_Exercise materials:_
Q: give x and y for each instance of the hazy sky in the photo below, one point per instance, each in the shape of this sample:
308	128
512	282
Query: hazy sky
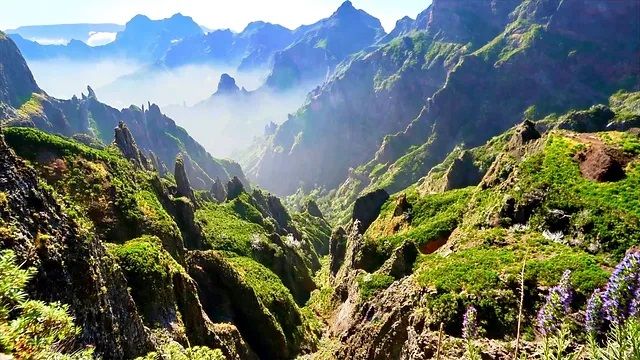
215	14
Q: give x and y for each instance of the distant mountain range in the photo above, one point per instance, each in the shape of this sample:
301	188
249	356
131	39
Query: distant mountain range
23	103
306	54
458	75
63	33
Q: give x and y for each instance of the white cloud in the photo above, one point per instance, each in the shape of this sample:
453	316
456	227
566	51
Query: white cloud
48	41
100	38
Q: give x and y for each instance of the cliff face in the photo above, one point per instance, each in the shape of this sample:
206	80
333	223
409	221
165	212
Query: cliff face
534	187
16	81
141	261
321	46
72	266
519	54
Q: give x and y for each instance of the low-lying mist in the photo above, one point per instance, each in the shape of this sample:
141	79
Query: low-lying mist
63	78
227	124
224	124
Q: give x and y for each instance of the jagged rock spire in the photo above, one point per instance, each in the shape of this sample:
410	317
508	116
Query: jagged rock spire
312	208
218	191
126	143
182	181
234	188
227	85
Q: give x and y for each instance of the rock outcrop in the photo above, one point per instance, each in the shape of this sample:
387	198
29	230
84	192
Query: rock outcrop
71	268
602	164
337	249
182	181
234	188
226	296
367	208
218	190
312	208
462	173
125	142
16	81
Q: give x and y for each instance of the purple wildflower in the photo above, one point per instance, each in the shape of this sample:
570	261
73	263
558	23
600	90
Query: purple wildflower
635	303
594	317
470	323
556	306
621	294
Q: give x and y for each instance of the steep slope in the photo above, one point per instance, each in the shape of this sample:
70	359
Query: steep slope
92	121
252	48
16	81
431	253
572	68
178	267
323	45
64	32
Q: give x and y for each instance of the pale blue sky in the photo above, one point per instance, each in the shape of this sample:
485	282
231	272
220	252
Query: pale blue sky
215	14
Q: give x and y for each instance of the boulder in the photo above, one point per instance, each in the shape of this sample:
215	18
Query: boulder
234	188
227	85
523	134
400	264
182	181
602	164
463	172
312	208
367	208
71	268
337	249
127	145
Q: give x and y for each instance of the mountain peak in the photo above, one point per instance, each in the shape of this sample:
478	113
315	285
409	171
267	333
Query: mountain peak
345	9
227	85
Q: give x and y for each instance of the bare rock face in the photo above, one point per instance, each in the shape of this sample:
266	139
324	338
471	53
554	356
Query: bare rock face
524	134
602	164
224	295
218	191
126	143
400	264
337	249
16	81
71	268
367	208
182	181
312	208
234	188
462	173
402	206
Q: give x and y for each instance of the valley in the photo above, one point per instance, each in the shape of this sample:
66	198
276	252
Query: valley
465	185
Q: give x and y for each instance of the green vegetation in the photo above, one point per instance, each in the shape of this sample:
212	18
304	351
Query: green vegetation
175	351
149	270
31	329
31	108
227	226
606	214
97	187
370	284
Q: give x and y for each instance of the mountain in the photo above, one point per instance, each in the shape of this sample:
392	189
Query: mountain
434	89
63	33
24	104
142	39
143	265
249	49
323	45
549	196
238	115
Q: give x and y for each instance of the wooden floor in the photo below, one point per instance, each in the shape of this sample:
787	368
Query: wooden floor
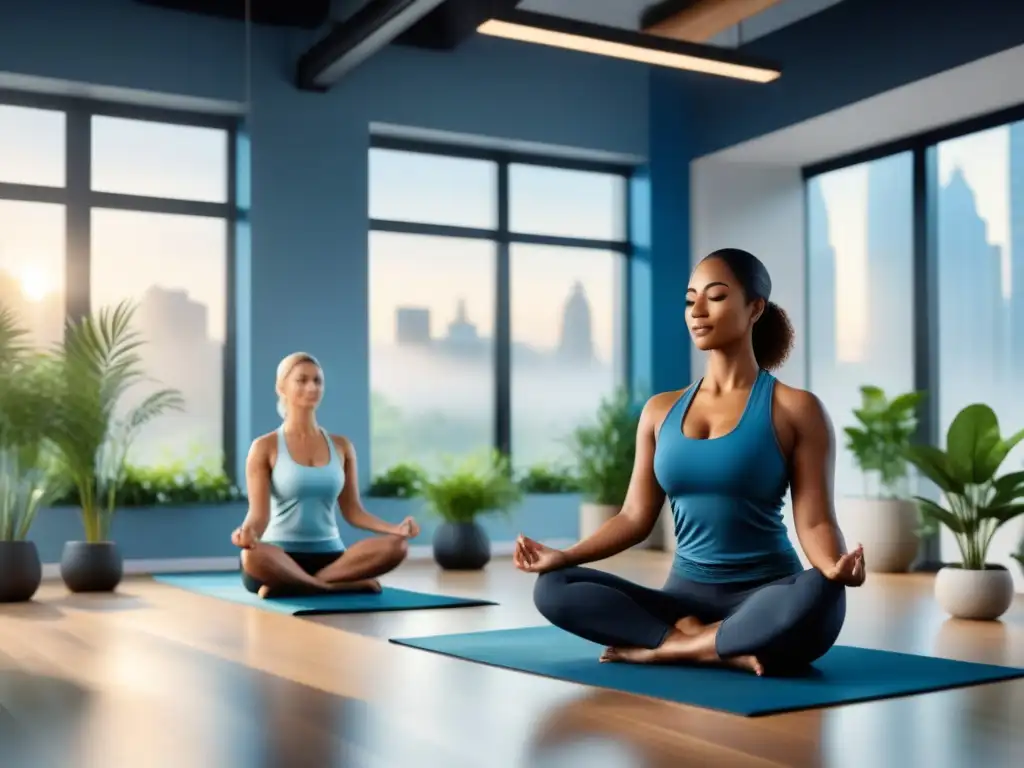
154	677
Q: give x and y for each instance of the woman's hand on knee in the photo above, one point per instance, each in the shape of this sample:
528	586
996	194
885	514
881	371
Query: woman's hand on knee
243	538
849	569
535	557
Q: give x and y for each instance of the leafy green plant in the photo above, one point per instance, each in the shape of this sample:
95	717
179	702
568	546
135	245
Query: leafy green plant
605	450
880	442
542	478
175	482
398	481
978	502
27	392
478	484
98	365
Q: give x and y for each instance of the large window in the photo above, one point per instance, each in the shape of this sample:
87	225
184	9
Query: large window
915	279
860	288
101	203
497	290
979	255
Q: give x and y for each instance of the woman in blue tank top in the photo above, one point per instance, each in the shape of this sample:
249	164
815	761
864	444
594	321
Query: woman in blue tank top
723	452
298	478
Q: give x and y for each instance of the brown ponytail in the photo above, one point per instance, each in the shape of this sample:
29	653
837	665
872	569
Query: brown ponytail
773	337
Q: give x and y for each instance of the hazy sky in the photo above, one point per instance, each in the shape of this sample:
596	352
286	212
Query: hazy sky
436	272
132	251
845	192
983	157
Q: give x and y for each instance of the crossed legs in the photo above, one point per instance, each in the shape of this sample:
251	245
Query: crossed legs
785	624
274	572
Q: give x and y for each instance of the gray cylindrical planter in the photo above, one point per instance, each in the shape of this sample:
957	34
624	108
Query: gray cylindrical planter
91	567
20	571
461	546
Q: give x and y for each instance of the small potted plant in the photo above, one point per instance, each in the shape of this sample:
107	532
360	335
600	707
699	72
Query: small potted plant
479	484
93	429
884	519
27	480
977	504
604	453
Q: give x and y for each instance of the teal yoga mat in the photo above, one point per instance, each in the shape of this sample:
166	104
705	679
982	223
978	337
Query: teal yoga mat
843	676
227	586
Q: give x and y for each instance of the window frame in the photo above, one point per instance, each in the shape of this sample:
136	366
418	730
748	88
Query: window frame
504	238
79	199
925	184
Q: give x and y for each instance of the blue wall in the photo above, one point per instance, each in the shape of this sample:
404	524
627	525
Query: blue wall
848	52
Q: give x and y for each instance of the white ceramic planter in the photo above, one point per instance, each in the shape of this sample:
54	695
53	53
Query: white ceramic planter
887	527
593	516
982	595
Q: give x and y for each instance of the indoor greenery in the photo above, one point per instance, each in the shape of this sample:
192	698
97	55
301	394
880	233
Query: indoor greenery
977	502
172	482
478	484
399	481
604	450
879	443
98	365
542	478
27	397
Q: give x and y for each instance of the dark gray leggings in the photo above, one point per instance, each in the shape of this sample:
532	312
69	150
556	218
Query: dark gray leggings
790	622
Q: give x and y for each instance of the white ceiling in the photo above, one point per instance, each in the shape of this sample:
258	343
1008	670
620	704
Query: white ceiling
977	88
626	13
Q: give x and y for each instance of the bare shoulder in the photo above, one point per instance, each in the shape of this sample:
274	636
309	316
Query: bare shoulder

_What this task involves:_ With no pictures included, write out the entries exactly.

_Reply:_
Q: give x and y for each instance of the hazy sky in the photo below, one point per instance, each in the shape of this sample:
308	128
512	282
Query: hazy sky
215	14
Q: give x and y for each instance of the distant mountain range in the photo above, one point per instance, each in the shape of this sample:
301	188
249	356
131	39
Query: distant mountain range
23	103
306	54
458	75
63	33
Q: give x and y for each instance of the white cloud in the photo above, one point per instance, each in the shape of this sample:
453	316
456	227
566	51
Query: white cloud
48	41
100	38
Q: give x and y for each instance of the cliff face in the photo above, one point per instance, each in the shape of this sample:
206	80
333	223
409	221
165	212
Query: cliff face
534	187
16	81
141	261
321	46
72	266
519	54
Q: give x and y for each instance of the low-lying mist in the photo above, one point per instance, each in the shape of this sample:
141	79
Query: low-lying mist
63	78
227	124
224	124
Q: give x and y for each instance of the jagged rock spire in the photo above, one point per instance, each in the shape of this sample:
410	317
508	116
Query: jagged rock spire
312	208
218	191
126	143
182	181
234	188
227	85
Q: give x and y for each instance of the rock outcrop in the photo above, one point per instance, each in the shape of this sample:
387	198
29	230
84	192
Query: rock outcrop
71	268
602	164
337	249
182	181
234	188
226	296
367	208
218	190
312	208
462	173
125	142
16	81
Q: give x and y for each instance of the purple wildflower in the photo above, one point per instance, each in the shape of this sample:
570	261
73	263
558	23
600	90
Query: purple wildflower
635	303
594	317
470	323
556	306
621	294
Q: give x and y for each instance of the steep slope in the photo above, one point per instance, each in the shape of this sample:
70	359
Query: steep slope
92	121
252	48
16	81
431	253
572	68
178	267
323	45
64	32
Q: give x and y for each instance of the pale blue sky in the photo above, one point per instance, each in the shape of this sample:
485	282
231	272
220	252
Query: pale blue sky
215	14
Q: give x and y for each instance of the boulder in the photo above, one point per instance, each in the shape of this sample:
215	18
Query: boulder
234	188
227	85
523	134
400	264
182	181
602	164
463	172
312	208
367	208
71	268
337	249
127	145
Q: give x and y for each instance of the mountain peak in the photo above, one point per instance, each in the shape of this sample:
478	113
315	285
409	171
267	333
Query: mountain peak
345	9
227	85
Q: give x and y for each instance of the bare rock face in the photo above, one point per instance, each in the shape of this sample:
266	139
324	338
471	53
554	356
Query: bare rock face
524	134
602	164
224	295
218	191
126	143
400	264
337	249
16	81
71	268
367	208
182	181
312	208
234	188
462	173
402	206
Q: give x and y for each instance of the valley in the photo above, one point per instance, each in the shape of this sample:
66	198
276	252
Query: valley
465	185
Q: give x and y for each instance of the green vegetation in the photo above, one point per instance, each in the shape of this sample:
212	18
304	351
Query: green vegetation
175	351
149	270
31	329
31	108
227	226
606	214
97	187
370	284
Q: give x and y for each instance of the mountain in the photo above, one point per instance, each in the shape of this sample:
392	189
Query: mountain
434	89
63	33
24	104
142	39
143	265
249	49
323	45
549	196
238	115
Q: give x and y for each instance of the wooden floor in the photo below, one point per instance, each in the shape of this sample:
787	368
Query: wooden floor
154	677
Q: give x and y for each instance of the woman's hand on knee in the photo above, one point per instance, each in the shape of this sample:
528	586
996	194
885	514
881	371
Query: woman's hand on knee
243	538
849	569
535	557
Q: give x and y for each instance of the leafy green plant in the photo above, one point per instance, each in the shape of this sample:
95	717
179	702
568	546
135	245
Query: leafy green plant
605	450
880	442
542	478
175	482
398	481
978	502
27	392
478	484
98	365
Q: give x and y for each instance of the large window in the photo above, one point per instance, each in the shape of this sample:
87	225
184	9
Query: large window
915	279
860	288
101	203
497	290
979	255
Q: give x and y for each instance of the woman in blue tank top in the photo above, one point per instance, each in the shape of this sample:
249	164
815	761
864	444
594	321
Query: woman in blue tank top
723	452
298	478
Q: give x and y for each instance of the brown ponytail in the photo above, one point per instance, each in the shape of this sample:
29	653
837	665
872	569
Query: brown ponytail
773	337
Q: give x and y for each instance of the hazy sky in the photo above, one point per instance, each in the shape of this sample:
596	352
286	212
Query: hazy sky
436	272
132	251
845	192
983	157
Q: give x and y for each instance of the crossed legs in the photo above, one point per instance, each in the shape of this sample:
251	245
Query: crossed legs
785	624
274	572
Q: give x and y for each instance of the gray cylindrical planter in the photo above, one point per instance, each in the shape of this sample:
957	34
624	108
Query: gray cylindrical planter
91	567
20	571
461	546
Q: give x and y for each instance of the small potted plant in the photo above, one point per instance, each in the shape of this sample:
107	532
360	335
600	707
699	72
Query: small potted plant
479	484
93	429
884	519
27	480
977	504
604	453
Q: give x and y for each instance of the teal yoga mat in the photo above, one point per instance, each in the shape of this sample:
166	104
705	679
982	223
978	337
Query: teal yoga mat
843	676
227	586
Q: give x and y for each instance of the window frame in the photo above, one point per instance, each in the shape of this sample:
136	366
418	730
748	88
Query: window frame
504	238
79	199
925	184
Q: give x and y for each instance of the blue wall in the photo above, one point per instance, each in the shape of this sample:
404	524
627	525
Query: blue wall
848	52
Q: give x and y for each instance of the white ceramic planter in the photo above, one point per instance, each in the shape of this sample:
54	695
53	53
Query: white ceramic planter
887	527
593	516
982	595
Q: give x and y for each instance of the indoor greenery in the photo above, one point per instance, each in the shape of this sample:
192	698
97	55
301	394
880	233
Query: indoor greenery
977	502
172	482
478	484
399	481
604	450
879	443
98	365
542	478
27	397
Q: give x and y for each instance of the dark gray leggings in the photo above, one point per instance, each in the shape of this sample:
532	312
69	150
556	218
Query: dark gray leggings
790	622
Q: give x and y for each instance of the white ceiling in the photo above, one point per instance, each in the shape of this sample:
258	343
1008	670
620	704
Query: white ceiling
977	88
626	13
Q: give x and y for each instance of the bare shoulder in the photo above, one point per instance, each in the shape of this sample:
274	636
309	316
Query: bare shoulder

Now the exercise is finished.